_Work instructions_.
Give back the line containing "the shaded alley floor" along with every line after it, exactly, until the entries end.

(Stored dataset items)
_ _ _
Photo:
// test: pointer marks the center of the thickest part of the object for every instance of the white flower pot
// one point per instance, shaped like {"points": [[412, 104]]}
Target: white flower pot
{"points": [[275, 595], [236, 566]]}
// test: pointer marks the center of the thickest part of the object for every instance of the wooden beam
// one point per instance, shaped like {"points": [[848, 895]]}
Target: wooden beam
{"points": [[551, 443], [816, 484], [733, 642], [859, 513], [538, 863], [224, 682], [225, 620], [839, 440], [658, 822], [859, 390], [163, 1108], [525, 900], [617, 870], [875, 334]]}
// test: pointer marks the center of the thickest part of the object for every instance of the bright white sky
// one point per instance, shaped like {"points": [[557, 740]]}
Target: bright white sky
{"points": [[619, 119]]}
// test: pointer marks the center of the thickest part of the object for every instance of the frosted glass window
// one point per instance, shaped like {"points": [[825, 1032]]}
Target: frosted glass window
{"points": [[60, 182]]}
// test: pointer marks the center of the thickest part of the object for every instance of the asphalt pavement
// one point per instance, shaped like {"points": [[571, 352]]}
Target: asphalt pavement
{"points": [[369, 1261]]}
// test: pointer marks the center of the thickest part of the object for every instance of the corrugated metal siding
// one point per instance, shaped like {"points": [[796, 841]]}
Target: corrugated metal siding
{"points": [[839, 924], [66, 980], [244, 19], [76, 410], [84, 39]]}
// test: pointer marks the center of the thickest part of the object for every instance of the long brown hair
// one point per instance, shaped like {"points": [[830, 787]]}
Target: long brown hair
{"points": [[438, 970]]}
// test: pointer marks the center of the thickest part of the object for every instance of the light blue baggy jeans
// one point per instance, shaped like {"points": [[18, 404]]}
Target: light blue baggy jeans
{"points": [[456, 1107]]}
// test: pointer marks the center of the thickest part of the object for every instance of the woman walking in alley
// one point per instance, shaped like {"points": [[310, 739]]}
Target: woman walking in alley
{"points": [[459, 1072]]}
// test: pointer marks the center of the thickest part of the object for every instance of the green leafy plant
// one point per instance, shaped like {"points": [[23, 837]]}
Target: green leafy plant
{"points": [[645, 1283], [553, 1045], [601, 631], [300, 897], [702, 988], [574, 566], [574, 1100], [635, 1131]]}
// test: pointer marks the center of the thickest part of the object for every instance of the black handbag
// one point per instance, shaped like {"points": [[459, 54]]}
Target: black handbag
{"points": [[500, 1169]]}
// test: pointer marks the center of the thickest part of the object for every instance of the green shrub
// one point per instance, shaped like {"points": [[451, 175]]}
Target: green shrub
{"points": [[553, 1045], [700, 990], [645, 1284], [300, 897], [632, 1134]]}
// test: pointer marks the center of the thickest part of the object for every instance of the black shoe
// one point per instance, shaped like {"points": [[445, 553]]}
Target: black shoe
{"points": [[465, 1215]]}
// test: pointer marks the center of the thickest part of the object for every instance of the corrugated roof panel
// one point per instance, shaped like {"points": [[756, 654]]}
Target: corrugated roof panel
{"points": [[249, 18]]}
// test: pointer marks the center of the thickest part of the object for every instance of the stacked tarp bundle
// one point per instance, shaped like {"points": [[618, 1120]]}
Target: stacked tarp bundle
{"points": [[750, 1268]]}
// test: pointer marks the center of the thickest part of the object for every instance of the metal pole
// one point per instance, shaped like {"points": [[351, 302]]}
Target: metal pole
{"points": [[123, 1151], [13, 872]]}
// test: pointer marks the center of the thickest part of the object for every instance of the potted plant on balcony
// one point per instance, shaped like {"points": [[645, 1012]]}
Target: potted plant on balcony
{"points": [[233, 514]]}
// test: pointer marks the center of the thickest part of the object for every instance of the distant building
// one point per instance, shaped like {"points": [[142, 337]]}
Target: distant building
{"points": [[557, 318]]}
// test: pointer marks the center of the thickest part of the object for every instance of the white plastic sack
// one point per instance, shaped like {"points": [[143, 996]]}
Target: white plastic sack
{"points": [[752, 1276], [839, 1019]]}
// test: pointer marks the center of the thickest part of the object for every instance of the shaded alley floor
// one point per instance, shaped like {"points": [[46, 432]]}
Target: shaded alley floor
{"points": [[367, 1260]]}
_ _ _
_Answer to this exercise_.
// test: pointer marks the center of the thickest part of the object for every instance of the shaded alley floor
// one point per instance, shaped like {"points": [[46, 432]]}
Target: shaded alley floor
{"points": [[367, 1260]]}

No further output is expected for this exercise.